Samipaşazade Sezai'yi anlatan metinde "Küçük yaşlardan itibaren" ile "bir rol oynadı." arasındaki bölümü, bu iki ifade de dahil olmak üzere hiçbir şeyini değiştirmeden yeniden verebilir misiniz?

- **Kaynak metin**:

____________

Samipaşazade Sezai, Osmanlı Devleti'nde 19. yüzyılın önemli devlet adamlarından biri olarak gösterilen şair ve bürokrat Abdurrahman Sami Paşa ile Dilarayiş Hanım'ın oğlu olarak 1859'da İstanbul'da dünyaya geldi. Sezai'nin büyükbabası El Haci Ahmet Necip Efendi de müderris ve şairdir.
Küçük yaşlardan itibaren özel öğrenim gören Sezai, Arapça, Farsça, Fransızca, Almanca ve İngilizce öğrendi.
Çocukluğunu ve gençliğini bazı eserlerinde anlattığı gibi dönemin tanınmış edebiyatçı ve devlet adamlarının toplandığı babasının konağında geçiren Sezai'nin edebi kişiliğinin gelişmesinde bu konak büyük bir rol oynadı.
14 YAŞINDA YAZARLIĞA BAŞLADI
Yazı hayatına henüz 14 yaşındayken başlayan Sezai'nin ilk yazıları, 1874'te "Kamer" gazetesinde yayımlandı.
Samipaşazade Sezai'nin 3 perdelik bir tiyatro oyununu kaleme aldığı ilk kitabı "Şir", 1879'da okuyucuyla buluştu. Farsçada "aslan" anlamını taşıyan ve bir trajediyi ele alan kitap, dilinin sadeliğiyle okuyucunun dikkatini çekti.
Sezai, babasının vefatının ardından 1880'de ağabeyi Suphi Paşa'nın başında olduğu Evkaf Nezareti Mektub-i Kalemi'nde (Vakıflar Müdürlüğü) memur olarak görev aldı.
Usta yazar, 1881'de Londra Elçiliği'ne ikinci katip olarak atandı. İngiltere'de kaldığı 4 yıl boyunca İngiliz ve Fransız edebiyatını inceleme fırsatı bulan Sezai, elçilikteki görevinden istifa ederek 1885'te İstanbul İstişare Odası'nda çalışmaya başladı.
İlk romanı "Sergüzeşt"i 1888'de okuyucuyla buluşturan yazarın bu romanı, Türk edebiyatında romantizmden gerçekçiliğe geçişin başarılı örneklerinden biri olarak kabul edildi.

____________

- **Listelenen kayıtlar**:
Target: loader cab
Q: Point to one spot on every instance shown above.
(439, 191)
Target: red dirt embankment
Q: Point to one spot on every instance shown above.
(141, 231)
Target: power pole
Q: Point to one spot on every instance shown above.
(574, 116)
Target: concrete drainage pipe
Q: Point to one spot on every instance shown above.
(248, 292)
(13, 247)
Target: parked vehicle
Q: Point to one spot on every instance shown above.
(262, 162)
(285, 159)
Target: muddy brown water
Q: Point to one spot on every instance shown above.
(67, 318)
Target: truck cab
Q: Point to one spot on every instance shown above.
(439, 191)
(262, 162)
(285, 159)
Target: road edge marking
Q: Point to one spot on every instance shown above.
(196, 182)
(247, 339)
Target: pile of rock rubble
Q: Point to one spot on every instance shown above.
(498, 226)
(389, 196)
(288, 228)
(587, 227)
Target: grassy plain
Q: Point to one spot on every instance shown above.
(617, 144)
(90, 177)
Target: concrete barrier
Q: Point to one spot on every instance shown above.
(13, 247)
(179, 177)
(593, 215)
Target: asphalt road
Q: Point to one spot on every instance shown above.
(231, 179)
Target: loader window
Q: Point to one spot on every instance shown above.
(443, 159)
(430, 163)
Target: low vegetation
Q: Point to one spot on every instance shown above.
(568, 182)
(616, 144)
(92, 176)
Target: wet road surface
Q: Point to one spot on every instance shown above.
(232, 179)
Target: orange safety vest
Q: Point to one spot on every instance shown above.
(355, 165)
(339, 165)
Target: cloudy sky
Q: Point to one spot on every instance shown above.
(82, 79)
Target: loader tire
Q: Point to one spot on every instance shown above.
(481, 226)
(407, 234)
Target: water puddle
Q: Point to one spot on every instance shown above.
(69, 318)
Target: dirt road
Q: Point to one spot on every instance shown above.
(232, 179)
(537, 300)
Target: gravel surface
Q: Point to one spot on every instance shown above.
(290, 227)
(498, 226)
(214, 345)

____________

- **Alıştırma sonucu**:
Küçük yaşlardan itibaren özel öğrenim gören Sezai, Arapça, Farsça, Fransızca, Almanca ve İngilizce öğrendi.
Çocukluğunu ve gençliğini bazı eserlerinde anlattığı gibi dönemin tanınmış edebiyatçı ve devlet adamlarının toplandığı babasının konağında geçiren Sezai'nin edebi kişiliğinin gelişmesinde bu konak büyük bir rol oynadı.